Collection entries

=== Section Start ===

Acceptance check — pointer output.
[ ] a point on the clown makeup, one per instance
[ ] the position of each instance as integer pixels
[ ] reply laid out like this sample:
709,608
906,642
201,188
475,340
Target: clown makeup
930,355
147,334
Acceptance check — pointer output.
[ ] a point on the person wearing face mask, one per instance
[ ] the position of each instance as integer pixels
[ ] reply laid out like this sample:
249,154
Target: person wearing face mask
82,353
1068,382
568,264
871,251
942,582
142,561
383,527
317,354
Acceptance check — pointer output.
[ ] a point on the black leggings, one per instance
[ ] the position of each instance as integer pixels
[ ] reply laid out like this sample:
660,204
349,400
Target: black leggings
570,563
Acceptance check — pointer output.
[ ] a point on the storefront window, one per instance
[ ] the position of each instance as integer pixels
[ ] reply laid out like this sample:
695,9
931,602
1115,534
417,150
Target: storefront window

=== Section End ===

Print the data above exactly as it reads.

Acceptance check — pointer output.
[ ] a point on the clown makeup, one per instance
[ ] the position of each instance as integer pixels
[ ] reply laid out like this sample:
709,608
906,642
201,188
475,340
Target: clown makeup
930,355
147,334
Acceptance check — pointer output.
[ ] a point on the person wearing face mask, one per instance
[ ] the position of each instance as integer pixels
[ ] reply laid out like this sample:
249,154
Target: person wearing face mask
82,353
1068,382
568,264
871,251
942,582
142,561
383,527
317,354
Acceptance check — pointer output.
[ ] a point on the black leggings, one per instance
[ ] the position of each instance as integer pixels
[ ] reply laid out like this sample:
660,204
349,400
Target: black leggings
570,563
Acceptance check — pointer output.
[ ] a point on the storefront window, one per instance
[ ] the position of each instance as integer pixels
[ ] reply laid out like this sample:
695,9
931,602
1115,534
417,150
Target: storefront window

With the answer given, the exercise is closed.